◆ TASK PROMPT
Among the lines of data below, reproduce only those from the one with "Assuming the leaf" through the one with "Assuming the car badge", exactly as they stand, both ends included.

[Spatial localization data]
========

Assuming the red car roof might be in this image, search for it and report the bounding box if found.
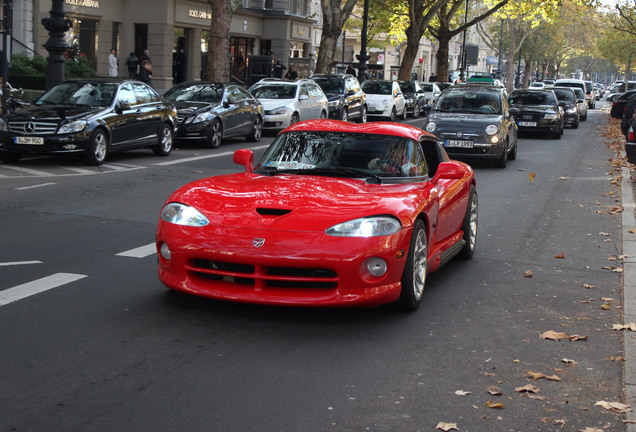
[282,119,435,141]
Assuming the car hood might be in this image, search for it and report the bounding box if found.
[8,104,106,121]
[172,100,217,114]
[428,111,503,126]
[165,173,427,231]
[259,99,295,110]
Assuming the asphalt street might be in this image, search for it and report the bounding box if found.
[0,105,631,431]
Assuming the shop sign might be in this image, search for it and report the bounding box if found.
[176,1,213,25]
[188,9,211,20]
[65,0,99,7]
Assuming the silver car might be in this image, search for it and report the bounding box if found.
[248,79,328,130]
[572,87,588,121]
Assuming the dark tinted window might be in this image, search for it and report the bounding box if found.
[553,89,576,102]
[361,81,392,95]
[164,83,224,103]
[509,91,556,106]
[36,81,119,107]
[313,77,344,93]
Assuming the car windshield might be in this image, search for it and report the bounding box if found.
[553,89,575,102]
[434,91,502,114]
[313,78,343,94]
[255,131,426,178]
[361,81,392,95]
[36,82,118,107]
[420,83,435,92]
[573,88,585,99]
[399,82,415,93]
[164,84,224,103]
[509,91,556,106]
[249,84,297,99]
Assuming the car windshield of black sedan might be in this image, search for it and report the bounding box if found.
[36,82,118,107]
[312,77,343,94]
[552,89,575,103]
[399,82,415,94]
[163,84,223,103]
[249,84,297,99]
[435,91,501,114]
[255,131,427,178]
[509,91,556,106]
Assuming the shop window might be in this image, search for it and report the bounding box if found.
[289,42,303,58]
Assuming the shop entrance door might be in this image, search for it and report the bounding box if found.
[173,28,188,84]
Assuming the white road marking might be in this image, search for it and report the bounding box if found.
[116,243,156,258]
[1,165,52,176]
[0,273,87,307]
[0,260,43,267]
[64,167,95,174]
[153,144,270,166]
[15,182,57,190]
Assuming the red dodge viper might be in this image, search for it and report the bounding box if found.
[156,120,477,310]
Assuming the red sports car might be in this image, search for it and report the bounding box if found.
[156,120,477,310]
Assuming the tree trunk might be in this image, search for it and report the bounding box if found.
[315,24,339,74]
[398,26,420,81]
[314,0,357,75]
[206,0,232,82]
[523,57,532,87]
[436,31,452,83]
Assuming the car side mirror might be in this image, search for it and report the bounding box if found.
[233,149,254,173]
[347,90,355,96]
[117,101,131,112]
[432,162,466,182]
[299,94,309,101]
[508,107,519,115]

========

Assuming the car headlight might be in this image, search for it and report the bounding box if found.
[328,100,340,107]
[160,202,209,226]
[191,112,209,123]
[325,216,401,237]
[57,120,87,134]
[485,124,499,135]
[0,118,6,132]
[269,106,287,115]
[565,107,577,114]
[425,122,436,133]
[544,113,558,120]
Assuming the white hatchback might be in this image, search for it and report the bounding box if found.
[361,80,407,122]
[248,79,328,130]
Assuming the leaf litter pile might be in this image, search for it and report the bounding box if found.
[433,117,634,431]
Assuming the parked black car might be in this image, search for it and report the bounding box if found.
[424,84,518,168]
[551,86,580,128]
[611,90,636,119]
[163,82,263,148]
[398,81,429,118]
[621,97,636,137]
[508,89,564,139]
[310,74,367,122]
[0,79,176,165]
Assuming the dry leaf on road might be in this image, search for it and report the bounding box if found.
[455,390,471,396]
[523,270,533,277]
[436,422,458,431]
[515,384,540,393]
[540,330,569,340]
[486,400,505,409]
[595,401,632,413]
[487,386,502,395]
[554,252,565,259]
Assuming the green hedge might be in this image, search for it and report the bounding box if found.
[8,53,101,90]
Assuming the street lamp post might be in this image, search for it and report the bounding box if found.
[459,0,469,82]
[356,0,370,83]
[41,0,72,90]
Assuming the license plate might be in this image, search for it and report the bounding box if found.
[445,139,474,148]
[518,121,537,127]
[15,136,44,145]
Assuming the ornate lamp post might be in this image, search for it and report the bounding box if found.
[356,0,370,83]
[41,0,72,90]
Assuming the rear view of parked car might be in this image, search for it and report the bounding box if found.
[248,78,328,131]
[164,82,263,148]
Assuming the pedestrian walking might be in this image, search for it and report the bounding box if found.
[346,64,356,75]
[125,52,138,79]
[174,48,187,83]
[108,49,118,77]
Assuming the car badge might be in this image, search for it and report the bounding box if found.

========

◆ SOLUTION FOR THIS EXERCISE
Assuming the leaf litter pile might be in this image, search for it and report the bounding box if found.
[433,117,634,431]
Assuming the parked black car might be in this image, search for it and report the bounding box if found.
[424,84,518,168]
[551,86,580,128]
[611,90,636,119]
[163,82,263,148]
[398,81,429,118]
[621,97,636,137]
[508,89,564,139]
[310,74,367,122]
[0,79,176,165]
Assuming the dry leaf on road might be in this image, search for it and report the bounding box if found.
[455,390,471,396]
[523,270,533,277]
[436,422,458,431]
[515,384,540,393]
[540,330,569,340]
[486,400,505,409]
[595,401,632,413]
[487,386,502,395]
[554,252,565,259]
Assuming the green hedge might be in this image, search for it and report the bounding box if found.
[8,53,101,90]
Assuming the street lamp post might be in this image, search for it and report the bounding box if found.
[459,0,469,82]
[356,0,370,83]
[41,0,72,90]
Assuming the license plate might be in this image, search for it and report the bounding box if found.
[445,139,474,148]
[518,121,537,127]
[15,136,44,145]
Assuming the ornate lamp post might be in this image, search for it and report the bounding box if found.
[356,0,370,83]
[41,0,72,90]
Assuming the rear view of parked car might be in this image, search for it and report the bounding box if found.
[248,78,328,131]
[164,82,263,148]
Assuming the pedestrian walking might be in this image, search for it and report the bounding box if found.
[346,64,356,75]
[125,52,138,79]
[174,48,187,83]
[108,49,118,77]
Assuming the car badge might be in this image, search for it and report the bounding box if found.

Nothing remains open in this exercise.